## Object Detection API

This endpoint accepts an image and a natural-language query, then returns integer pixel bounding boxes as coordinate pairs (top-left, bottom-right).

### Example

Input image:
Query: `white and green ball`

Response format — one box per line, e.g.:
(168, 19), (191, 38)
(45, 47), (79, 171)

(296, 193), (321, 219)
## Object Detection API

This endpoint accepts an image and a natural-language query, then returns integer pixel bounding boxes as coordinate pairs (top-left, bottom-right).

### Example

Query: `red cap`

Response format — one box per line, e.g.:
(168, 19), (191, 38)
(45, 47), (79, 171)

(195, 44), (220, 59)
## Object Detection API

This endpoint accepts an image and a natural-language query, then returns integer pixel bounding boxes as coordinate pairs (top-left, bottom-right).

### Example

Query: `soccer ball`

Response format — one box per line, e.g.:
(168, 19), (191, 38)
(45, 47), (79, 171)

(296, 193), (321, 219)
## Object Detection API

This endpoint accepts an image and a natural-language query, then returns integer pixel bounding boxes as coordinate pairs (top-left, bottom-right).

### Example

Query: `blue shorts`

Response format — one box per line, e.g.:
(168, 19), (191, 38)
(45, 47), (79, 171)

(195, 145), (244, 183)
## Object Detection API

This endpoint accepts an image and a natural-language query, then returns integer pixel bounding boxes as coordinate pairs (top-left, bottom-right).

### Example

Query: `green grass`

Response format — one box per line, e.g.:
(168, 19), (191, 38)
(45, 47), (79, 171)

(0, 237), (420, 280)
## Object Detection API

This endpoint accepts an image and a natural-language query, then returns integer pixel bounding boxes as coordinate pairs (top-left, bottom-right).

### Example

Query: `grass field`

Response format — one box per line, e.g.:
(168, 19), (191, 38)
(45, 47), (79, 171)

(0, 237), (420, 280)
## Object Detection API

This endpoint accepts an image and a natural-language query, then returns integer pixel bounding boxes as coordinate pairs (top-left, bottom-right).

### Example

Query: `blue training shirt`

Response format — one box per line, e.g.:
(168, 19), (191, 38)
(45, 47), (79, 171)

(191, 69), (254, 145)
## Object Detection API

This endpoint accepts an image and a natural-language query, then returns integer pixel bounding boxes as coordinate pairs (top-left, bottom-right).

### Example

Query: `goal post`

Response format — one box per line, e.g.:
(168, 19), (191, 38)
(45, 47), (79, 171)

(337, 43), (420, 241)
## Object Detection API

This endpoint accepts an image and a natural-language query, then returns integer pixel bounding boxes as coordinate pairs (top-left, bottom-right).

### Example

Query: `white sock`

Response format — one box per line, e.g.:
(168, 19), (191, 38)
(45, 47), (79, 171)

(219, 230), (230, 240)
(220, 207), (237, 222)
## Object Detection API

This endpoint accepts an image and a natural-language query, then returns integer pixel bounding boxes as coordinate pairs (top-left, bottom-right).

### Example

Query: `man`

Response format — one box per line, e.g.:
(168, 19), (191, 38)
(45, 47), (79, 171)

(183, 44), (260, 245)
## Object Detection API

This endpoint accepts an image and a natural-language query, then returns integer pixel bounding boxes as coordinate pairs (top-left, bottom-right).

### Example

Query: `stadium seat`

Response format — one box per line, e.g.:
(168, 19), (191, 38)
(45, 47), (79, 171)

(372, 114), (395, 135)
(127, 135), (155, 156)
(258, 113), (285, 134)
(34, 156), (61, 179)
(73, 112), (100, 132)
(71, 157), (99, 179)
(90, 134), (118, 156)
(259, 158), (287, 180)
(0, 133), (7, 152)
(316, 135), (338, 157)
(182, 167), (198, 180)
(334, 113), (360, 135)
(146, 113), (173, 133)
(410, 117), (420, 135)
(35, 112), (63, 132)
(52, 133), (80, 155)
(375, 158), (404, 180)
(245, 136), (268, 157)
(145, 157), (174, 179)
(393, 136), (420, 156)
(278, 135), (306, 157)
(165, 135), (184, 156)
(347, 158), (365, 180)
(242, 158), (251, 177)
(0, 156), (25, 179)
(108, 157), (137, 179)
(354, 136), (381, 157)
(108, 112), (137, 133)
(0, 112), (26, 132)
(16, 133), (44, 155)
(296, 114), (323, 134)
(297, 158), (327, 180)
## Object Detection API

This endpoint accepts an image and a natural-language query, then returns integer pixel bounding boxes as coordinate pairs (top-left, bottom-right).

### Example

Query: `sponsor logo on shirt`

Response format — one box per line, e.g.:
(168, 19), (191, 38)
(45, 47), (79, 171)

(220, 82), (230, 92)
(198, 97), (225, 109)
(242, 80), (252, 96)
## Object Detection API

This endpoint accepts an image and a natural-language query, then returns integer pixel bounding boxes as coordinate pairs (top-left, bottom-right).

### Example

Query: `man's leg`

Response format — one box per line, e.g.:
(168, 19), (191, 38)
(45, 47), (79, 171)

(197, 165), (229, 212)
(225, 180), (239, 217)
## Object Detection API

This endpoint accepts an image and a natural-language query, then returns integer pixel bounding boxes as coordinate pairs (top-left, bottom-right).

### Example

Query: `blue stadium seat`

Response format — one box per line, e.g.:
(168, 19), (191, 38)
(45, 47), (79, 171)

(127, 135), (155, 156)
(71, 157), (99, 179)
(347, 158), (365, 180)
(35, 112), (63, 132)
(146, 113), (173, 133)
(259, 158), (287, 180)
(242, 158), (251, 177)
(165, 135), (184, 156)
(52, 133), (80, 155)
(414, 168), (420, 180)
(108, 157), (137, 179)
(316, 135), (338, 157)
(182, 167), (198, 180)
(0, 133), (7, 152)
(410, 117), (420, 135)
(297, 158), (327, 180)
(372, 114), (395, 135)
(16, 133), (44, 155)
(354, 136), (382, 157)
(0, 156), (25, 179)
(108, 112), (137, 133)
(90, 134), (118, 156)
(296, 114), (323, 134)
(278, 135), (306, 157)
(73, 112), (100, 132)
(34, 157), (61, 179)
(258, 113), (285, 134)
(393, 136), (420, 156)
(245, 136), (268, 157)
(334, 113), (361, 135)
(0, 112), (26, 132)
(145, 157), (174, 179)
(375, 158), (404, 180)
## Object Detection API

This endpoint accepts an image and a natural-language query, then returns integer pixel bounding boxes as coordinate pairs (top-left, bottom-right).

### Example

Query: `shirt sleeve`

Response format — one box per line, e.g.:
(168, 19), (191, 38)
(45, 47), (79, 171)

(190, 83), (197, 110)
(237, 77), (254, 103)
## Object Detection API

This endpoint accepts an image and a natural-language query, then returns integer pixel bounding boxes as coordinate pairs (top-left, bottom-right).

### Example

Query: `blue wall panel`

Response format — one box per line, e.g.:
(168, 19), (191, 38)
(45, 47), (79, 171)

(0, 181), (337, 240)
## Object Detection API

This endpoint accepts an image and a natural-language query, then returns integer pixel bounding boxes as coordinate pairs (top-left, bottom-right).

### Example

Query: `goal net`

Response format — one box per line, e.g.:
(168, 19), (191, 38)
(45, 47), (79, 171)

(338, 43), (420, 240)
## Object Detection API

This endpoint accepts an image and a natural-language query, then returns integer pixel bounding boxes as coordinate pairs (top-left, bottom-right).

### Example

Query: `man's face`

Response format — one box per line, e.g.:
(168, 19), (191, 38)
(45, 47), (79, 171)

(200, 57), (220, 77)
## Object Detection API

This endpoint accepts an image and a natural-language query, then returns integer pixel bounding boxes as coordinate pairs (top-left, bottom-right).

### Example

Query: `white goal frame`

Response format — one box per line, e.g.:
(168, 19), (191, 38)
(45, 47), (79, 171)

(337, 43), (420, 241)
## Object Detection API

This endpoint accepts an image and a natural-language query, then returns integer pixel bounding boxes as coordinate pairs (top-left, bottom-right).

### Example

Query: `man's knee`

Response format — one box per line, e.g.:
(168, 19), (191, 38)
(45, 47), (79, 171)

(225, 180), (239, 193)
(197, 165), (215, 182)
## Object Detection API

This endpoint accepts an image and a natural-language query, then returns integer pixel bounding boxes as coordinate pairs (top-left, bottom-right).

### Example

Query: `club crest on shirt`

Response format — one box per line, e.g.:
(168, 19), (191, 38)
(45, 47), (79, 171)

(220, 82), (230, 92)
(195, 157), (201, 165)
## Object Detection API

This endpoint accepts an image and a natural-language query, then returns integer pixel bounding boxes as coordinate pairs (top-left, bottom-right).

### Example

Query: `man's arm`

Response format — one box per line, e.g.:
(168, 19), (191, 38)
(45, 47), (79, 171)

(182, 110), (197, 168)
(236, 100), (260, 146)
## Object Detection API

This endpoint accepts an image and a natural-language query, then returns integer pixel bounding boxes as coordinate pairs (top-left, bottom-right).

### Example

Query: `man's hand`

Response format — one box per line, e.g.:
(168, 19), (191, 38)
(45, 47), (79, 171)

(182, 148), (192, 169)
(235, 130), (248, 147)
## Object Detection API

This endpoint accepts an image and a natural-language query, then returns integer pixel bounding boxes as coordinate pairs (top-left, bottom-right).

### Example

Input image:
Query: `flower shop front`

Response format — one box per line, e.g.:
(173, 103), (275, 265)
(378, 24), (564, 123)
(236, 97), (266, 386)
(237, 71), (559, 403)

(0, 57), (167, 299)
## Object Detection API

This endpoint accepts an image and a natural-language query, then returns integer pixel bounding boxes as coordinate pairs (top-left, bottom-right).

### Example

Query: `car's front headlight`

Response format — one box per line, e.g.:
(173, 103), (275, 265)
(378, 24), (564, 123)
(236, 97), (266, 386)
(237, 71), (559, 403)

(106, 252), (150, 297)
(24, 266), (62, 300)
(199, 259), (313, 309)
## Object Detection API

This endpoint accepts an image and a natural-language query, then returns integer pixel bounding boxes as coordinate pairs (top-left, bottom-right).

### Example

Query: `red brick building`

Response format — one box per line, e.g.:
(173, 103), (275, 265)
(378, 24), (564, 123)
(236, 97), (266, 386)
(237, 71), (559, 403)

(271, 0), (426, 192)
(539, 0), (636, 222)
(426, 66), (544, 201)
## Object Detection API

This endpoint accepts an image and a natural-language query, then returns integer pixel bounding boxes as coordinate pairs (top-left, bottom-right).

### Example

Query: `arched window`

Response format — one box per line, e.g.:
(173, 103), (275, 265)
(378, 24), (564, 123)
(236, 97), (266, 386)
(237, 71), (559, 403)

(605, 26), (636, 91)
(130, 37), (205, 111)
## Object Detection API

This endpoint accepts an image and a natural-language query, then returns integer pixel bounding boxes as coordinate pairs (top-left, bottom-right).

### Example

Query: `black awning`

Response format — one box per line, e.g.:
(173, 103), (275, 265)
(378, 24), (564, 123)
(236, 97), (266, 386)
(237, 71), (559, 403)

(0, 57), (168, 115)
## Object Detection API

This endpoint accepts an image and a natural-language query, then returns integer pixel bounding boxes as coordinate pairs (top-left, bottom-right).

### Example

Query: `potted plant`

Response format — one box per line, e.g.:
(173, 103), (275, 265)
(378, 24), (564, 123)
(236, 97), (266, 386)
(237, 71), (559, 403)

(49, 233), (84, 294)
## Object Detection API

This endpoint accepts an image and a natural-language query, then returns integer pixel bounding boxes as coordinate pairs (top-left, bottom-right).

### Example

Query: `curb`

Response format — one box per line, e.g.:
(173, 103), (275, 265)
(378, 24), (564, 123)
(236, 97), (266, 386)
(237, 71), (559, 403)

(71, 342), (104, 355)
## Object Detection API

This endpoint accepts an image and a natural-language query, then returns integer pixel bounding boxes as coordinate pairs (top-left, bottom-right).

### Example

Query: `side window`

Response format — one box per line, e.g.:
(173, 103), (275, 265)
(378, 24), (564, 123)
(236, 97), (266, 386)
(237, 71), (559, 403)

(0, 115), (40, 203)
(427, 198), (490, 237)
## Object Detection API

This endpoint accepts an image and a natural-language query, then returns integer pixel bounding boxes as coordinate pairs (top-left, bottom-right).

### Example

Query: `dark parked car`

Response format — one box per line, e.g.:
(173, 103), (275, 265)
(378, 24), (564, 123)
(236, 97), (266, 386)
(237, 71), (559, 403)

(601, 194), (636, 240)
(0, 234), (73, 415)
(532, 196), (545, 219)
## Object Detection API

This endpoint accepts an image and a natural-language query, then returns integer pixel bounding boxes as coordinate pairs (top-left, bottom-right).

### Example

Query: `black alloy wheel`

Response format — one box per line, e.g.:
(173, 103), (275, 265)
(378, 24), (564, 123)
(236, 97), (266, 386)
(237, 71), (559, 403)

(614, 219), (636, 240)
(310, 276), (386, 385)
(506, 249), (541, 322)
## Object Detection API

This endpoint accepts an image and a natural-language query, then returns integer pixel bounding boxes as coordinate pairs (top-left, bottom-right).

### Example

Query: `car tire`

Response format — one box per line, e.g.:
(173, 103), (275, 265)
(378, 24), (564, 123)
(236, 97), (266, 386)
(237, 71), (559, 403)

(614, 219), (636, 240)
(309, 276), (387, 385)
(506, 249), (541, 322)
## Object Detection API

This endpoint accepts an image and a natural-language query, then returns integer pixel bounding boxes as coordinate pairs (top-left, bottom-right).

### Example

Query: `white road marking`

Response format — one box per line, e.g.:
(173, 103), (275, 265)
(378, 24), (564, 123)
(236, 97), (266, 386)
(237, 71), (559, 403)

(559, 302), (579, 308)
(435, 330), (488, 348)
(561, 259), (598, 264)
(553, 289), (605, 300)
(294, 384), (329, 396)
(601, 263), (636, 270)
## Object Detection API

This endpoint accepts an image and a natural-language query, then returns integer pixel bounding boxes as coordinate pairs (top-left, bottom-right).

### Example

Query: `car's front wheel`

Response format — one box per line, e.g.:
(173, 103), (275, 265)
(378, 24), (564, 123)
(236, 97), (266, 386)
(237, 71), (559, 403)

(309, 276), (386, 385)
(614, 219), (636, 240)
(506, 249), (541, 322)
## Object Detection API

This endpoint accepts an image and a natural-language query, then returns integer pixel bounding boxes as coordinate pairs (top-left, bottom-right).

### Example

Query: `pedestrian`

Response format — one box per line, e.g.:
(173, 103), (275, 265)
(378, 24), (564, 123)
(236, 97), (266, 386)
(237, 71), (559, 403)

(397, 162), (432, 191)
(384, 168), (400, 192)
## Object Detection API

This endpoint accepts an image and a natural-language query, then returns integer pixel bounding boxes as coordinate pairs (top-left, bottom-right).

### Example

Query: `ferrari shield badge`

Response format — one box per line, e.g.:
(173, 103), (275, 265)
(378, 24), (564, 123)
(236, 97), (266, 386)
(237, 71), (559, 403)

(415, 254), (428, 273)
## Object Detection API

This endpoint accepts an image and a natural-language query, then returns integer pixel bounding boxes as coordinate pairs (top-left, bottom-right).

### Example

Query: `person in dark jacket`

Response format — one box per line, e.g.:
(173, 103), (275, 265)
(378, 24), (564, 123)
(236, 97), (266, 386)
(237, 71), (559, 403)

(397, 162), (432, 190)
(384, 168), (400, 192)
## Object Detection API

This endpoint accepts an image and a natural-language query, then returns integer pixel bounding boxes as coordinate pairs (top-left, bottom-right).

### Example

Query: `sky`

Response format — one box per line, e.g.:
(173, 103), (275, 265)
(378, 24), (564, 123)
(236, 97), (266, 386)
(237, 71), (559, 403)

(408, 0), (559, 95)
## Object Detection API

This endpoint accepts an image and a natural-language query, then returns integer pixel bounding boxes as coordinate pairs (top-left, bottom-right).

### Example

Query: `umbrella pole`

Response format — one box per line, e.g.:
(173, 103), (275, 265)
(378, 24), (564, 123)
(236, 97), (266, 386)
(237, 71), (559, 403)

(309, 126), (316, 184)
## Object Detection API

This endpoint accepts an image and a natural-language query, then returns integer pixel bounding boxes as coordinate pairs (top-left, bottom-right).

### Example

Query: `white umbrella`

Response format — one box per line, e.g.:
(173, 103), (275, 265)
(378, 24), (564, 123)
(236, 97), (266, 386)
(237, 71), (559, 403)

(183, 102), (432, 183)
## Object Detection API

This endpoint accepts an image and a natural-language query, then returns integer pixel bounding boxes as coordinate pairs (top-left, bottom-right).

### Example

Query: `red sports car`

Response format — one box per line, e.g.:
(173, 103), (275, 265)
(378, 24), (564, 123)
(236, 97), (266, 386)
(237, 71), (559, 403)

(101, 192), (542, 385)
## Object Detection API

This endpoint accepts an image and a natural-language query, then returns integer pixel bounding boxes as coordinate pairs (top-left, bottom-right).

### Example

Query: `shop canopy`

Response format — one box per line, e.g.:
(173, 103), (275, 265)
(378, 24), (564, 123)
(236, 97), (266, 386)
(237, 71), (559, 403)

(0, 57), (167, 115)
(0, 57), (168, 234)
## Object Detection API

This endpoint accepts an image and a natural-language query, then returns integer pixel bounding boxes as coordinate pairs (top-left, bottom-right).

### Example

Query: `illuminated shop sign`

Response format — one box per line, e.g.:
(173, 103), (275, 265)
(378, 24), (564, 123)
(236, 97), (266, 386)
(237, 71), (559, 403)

========

TASK OBJECTIVE – From the items, extract every line containing the string "front", matching case exactly, and copy each such line.

FINISHED ANSWER –
Query: `flower shop front`
Query: `car's front headlight`
Query: `car's front wheel`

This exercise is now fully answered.